WORK TO COMPLETE:
a - In the article on genetically modified salmon, which fast-growing fish supplied the gene inserted into Atlantic salmon?
b - Repeat the article on genetically modified salmon from "We humans developed" up to and including "mention they're delicious?".

SELECTED PASSAGE:
◆ ◆ ◆ ◆ ◆

Let Them Eat Frankenfish!

After 15 years, the FDA is about to let genetically modified fish enter the food supply. It's about time.


We humans developed a bad habit of killing too many fish. But it's their own fault. Aside from being delicious, they're lazy. Atlantic salmon, for instance—one of the tastiest, fattiest fish—attain full size only after years of maturation. Did I mention they're delicious?

But humans are eating too many of them. And while dedicated enviros go vegetarian, most of us just want to order another slab of succulent, heart-healthy omega-3s without thinking too much. Enter modern science. In the early 1990s, a merry band of geneticists inserted a gene from fast-growing Chinook salmon into slow-growing Atlantic salmon (along with a gene from another fish famed for cold-water tolerance). The result: so-called "super salmon," which grow to full size in nearly half the time. The altered species entered the federal approval process in 1995, and have been swimming upstream ever since.

◆ ◆ ◆ ◆ ◆

DATA LISTING:
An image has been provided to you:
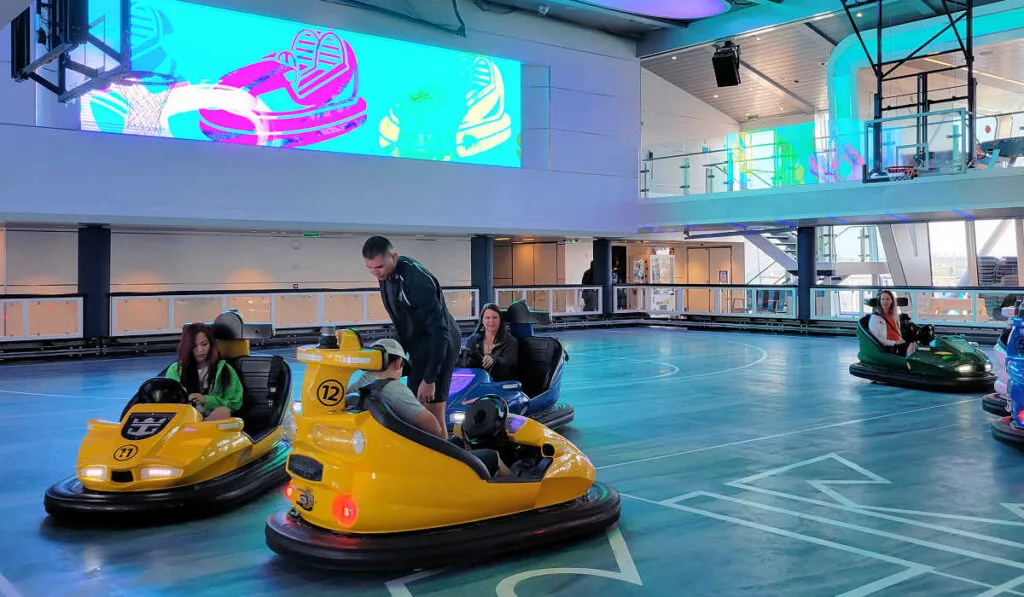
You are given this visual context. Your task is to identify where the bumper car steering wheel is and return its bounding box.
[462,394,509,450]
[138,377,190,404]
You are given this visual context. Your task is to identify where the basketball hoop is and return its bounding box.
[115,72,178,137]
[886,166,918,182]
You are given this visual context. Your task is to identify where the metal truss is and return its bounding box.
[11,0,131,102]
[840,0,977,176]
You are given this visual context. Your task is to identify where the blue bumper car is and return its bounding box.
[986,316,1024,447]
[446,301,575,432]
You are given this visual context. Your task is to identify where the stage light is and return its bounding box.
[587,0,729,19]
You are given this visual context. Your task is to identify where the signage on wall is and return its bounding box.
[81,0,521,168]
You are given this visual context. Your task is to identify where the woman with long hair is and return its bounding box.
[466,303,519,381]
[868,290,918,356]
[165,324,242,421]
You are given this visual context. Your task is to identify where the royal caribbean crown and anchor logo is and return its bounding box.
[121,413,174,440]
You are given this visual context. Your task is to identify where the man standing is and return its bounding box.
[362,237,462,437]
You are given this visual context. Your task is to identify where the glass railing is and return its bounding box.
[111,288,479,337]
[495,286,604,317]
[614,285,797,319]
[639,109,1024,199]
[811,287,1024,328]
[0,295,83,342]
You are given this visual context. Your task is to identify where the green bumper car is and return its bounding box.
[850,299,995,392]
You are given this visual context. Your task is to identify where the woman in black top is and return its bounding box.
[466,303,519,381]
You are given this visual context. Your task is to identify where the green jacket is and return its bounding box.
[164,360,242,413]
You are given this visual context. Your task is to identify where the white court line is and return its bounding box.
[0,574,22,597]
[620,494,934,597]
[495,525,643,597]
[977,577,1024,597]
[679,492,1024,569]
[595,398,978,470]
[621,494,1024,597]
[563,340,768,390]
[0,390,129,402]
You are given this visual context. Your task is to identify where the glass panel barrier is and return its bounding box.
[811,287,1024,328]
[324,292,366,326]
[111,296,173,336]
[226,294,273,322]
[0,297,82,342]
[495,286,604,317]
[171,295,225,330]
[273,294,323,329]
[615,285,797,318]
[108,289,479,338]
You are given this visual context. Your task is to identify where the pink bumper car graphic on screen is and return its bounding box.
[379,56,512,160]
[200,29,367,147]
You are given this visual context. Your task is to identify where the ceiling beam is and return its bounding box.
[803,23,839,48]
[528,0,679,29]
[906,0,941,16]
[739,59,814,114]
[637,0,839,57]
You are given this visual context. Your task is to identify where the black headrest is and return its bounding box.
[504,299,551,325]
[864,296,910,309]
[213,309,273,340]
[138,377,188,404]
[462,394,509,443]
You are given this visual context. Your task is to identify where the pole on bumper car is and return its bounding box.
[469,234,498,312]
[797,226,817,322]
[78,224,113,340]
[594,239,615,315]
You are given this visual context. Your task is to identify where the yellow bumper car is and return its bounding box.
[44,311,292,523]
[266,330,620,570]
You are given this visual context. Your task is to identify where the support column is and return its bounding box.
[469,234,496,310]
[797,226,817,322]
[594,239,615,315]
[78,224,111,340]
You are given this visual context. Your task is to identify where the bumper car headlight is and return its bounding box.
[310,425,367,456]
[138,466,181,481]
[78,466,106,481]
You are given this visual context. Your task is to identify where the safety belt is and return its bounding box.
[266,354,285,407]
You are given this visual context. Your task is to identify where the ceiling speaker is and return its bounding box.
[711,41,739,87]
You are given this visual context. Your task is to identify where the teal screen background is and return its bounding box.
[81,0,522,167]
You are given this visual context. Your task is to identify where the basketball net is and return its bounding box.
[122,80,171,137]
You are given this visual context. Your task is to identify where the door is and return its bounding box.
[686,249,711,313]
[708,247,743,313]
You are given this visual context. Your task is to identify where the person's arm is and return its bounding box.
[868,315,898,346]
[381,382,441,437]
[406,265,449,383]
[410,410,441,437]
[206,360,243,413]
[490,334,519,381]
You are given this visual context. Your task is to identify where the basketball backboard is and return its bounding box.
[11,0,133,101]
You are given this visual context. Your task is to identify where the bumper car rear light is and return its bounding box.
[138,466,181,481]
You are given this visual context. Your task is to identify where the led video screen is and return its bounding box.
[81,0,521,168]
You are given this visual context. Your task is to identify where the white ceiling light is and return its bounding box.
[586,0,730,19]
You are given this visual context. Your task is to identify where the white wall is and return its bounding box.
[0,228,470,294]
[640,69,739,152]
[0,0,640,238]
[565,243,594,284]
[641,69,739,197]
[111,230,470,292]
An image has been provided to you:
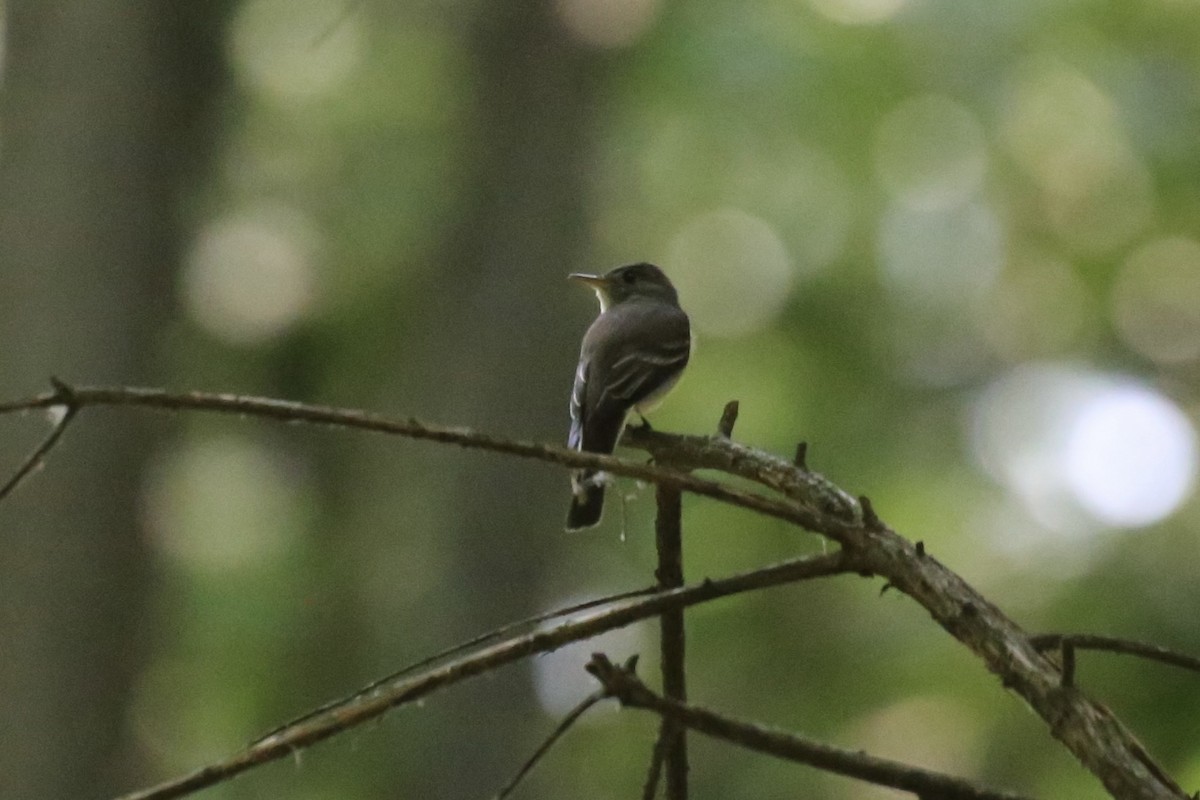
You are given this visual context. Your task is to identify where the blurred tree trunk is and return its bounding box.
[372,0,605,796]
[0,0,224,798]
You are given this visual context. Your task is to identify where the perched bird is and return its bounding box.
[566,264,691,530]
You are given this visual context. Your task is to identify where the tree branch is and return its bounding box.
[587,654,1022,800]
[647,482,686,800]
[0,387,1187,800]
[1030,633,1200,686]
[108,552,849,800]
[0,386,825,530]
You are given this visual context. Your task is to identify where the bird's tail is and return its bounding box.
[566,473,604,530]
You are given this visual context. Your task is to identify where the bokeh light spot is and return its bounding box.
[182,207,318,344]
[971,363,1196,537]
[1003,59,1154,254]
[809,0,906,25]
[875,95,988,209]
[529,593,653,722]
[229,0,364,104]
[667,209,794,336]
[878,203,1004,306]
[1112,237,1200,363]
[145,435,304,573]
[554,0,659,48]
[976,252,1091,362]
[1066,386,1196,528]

◆ ◆ ◆ ◆ ◆

LIST OF ANSWERS:
a - Chinook salmon.

b -
We humans developed a bad habit of killing too many fish. But it's their own fault. Aside from being delicious, they're lazy. Atlantic salmon, for instance—one of the tastiest, fattiest fish—attain full size only after years of maturation. Did I mention they're delicious?